(Task details):
Copy every item below in full, requests included, and shift each coordinate value in the answers by adding 102 to it.

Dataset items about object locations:
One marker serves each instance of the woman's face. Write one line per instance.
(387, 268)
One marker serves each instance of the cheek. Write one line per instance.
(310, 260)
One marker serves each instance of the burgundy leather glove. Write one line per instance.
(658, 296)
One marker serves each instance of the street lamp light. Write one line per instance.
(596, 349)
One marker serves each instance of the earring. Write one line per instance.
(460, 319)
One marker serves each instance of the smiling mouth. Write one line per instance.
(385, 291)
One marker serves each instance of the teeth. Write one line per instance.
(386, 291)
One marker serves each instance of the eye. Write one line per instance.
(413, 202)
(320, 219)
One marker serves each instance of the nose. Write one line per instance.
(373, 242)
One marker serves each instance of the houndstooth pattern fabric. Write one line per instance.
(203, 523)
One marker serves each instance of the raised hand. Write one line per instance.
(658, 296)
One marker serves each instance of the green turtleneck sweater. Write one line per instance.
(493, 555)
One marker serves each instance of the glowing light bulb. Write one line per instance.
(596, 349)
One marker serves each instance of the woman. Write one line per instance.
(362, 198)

(Correct result):
One marker serves each instance of the woman's face. Write one line per instance.
(489, 370)
One marker serves each instance of the cheek. Write one line per instance.
(412, 362)
One marker serves each instance of the burgundy leather glove. Write one line per instance.
(760, 398)
One marker serves each instance of the street lamp light. Write one line per instance.
(698, 451)
One marker serves each instance of the earring. Write one line per instance.
(562, 421)
One marker serves each instance of the smiling mouth. Write one line per instance.
(487, 393)
One marker serves each instance of the teeth. Write one line per instance.
(488, 393)
One marker serves each instance of the eye. Write one line per instance.
(515, 304)
(422, 321)
One marker serves each instance of the nose. Write one line per instance.
(475, 344)
One marker serves each instance of the houndstooth pattern fabric. Write one line per instance.
(305, 625)
One marker serves each instance of the raised hand. Write one line per instance.
(760, 398)
One marker serves each instance of the green turtleneck sweater. Write one line per instance.
(595, 657)
One marker serves each instance of the glowing light bulb. Write one line per instance.
(698, 451)
One marker serves each instance of the woman. Write one line per instance.
(464, 300)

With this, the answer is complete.